Pochodzący spod Sandomierza Bartuś Przychodzki u którego zdiagnozowano SMA czyli rdzeniowy zanik mięśni jest już po zabiegu podania najdroższego leku świata. Lek całkowicie zatrzymuje postęp choroby, która doprowadza do śmierci. Niestety w naszym kraju specyfik nie jest refundowany przez państwo, dlatego rodzice chorych dzieci w różny sposób zabiegają o zebranie aż 9 mln zł, na tyle bowiem wyceniono terapię w naszym kraju. W zbiórkę zaangażowało się też radio Rekord Świętokrzyskie, które wspomagało zbiórki pieniędzy i akcje charytatywne. Tym milej nam poinformować słuchaczy, że Bartek, który pod koniec października skończył rok a lek przyjął 4 tygodnie temu odzyskuje zdrowie. Agnieszka Przychodzka mama chłopca mówi, że skutki podania leku widać było już następnego dnia po zabiegu.

### Polecenie
Wyjaśnij w jednym do trzech zdań, dlaczego według tekstu źródłowego rodzice chorych dzieci muszą zbierać aż 9 mln zł.

Dane wskazywania wyrażeń odnoszących
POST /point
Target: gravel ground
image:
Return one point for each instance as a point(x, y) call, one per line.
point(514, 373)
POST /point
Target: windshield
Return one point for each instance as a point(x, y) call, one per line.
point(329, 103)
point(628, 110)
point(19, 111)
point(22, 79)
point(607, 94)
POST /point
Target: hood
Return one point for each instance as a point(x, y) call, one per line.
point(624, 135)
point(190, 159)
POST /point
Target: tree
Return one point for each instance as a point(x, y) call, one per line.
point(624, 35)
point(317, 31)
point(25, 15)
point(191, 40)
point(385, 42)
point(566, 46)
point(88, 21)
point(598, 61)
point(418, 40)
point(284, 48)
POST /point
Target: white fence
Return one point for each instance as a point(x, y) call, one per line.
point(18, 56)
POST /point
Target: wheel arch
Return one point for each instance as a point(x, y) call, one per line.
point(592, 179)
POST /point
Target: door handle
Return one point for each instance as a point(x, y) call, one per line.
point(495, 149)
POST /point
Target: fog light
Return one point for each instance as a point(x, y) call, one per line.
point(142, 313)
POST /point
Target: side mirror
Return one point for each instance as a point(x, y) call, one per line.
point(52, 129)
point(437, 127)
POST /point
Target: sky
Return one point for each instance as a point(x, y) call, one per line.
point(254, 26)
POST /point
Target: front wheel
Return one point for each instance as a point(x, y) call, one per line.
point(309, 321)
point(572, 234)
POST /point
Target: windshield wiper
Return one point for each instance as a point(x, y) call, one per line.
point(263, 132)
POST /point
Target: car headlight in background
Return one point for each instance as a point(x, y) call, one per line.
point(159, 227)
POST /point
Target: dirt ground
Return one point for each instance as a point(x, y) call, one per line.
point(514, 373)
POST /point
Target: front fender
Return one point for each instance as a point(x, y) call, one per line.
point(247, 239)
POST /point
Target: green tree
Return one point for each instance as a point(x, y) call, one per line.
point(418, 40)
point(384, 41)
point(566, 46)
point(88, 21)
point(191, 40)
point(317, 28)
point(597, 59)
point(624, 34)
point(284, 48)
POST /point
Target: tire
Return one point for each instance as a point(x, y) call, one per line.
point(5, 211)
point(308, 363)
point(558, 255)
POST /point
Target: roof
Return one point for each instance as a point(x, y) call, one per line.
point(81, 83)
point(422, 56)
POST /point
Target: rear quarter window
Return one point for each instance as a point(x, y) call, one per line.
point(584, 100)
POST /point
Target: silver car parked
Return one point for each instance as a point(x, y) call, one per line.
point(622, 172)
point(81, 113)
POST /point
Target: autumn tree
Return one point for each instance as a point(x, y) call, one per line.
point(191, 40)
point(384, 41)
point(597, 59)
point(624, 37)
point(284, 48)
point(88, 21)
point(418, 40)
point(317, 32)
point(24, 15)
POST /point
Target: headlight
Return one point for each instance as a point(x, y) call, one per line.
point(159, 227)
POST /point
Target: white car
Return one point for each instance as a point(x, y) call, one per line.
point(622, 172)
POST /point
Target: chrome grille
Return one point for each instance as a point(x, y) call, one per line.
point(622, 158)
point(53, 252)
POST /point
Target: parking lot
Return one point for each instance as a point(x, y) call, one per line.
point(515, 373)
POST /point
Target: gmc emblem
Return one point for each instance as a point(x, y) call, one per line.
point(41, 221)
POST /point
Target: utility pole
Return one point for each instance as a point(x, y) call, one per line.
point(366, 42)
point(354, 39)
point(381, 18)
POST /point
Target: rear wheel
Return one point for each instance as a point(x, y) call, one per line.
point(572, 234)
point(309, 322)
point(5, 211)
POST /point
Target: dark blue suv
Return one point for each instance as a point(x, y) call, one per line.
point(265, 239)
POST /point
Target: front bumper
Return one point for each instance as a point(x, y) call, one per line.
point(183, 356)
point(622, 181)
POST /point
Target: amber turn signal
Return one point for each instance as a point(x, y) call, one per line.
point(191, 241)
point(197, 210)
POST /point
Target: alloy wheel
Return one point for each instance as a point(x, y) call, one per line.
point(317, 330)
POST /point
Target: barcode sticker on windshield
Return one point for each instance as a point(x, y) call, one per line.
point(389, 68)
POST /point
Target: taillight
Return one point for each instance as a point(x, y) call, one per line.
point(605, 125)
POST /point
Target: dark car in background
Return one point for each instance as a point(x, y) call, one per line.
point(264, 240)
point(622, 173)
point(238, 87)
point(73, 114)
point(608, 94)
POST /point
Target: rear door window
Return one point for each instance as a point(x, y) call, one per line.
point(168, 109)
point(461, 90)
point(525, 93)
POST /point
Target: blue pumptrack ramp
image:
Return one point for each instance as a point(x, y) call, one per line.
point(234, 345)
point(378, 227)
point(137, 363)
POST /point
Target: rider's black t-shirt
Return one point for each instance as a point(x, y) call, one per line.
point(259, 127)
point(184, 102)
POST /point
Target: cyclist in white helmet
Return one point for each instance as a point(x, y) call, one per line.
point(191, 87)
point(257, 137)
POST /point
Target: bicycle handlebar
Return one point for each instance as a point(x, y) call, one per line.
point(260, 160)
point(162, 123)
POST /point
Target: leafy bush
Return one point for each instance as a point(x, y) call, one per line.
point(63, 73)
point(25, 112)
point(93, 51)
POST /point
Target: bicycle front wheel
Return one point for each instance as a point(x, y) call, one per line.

### Wynik zadania
Lek nie jest w kraju refundowany przez państwo, więc rodzice na różne sposoby zabiegają o zebranie pieniędzy. Chodzi o 9 mln zł, ponieważ na tyle wyceniono terapię w kraju.